§ **Exercise details**: Return the passage on the catalyst research exactly as it appears, everything from "A Better Catalyst" down to "out similar transformations.".

[Text for analysis Boundary: Start]

A Better Catalyst

Research in organometallic chemistry involves using transition metals to manipulate the chemical bonds of organic molecules in order to transform the organics into higher value products.  David Vicic employs a mix of focused exploratory chemistry, catalyst screening, and computational studies, to unravel how different metal/scaffold platforms could be used to either improve known reactions or carry out their own unique transformations.

Many modern processes used to make industrially important molecules employ rare and expensive metal catalysts like palladium and rhodium. Vicic, professor of chemistry, is trying to understand how to control the reactivity of more earth abundant and environmentally benign metals like copper, nickel, and iron in order to carry out similar transformations.


“The price of rhodium is about 600 times more expensive than nickel and far more compared to iron, so there is big motivation for learning how to control the reactivity of base metals.”

“The price of rhodium is about 600 times more expensive than nickel and far more compared to iron,” Vicic notes, “so there is big motivation for learning how to control the reactivity of base metals.”

A metal-mediated transformation of particular interest to the Vicic lab involves replacing certain hydrogens in organic molecules with fluorine.  Fluorination can increase the chemical and thermal stability of organic molecules.

“The Teflon surface of a non-stick frying pan is largely fluorinated, as are special gaskets and seals that could withstand corrosive conditions.”

Vicic adds that fluorination is also important to the drug industry.  “Pharmaceutical companies have an interest because they can replace some hydrogen atoms in drugs with fluorine to make them last longer in the body so they can get to their targets without decomposing.”

The stabilizing properties of fluorine, however, can also be a hindrance when it comes to developing new ways to prepare organofluorines, because fluorine also makes the metal catalyst super stable and less reactive, says Vicic.  “Many of the metal-catalyzed transformations that happen with normal organic substrates are slow with fluorinated ones. We’re trying to figure out why and what we can do to the metal environment to improve catalysis.”

In this vein for his DOE-funded research, the Vicic lab has been preparing well-defined fluorine- containing organometallic complexes in order to see how they can be coaxed into targeted reactivity patterns.

[Text for analysis Boundary: End]
[Given data Boundary: Start]

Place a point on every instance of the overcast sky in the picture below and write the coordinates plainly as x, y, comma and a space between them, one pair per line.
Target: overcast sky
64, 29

[Given data Boundary: End]

§ **Answer box**:
A Better Catalyst

Research in organometallic chemistry involves using transition metals to manipulate the chemical bonds of organic molecules in order to transform the organics into higher value products.  David Vicic employs a mix of focused exploratory chemistry, catalyst screening, and computational studies, to unravel how different metal/scaffold platforms could be used to either improve known reactions or carry out their own unique transformations.

Many modern processes used to make industrially important molecules employ rare and expensive metal catalysts like palladium and rhodium. Vicic, professor of chemistry, is trying to understand how to control the reactivity of more earth abundant and environmentally benign metals like copper, nickel, and iron in order to carry out similar transformations.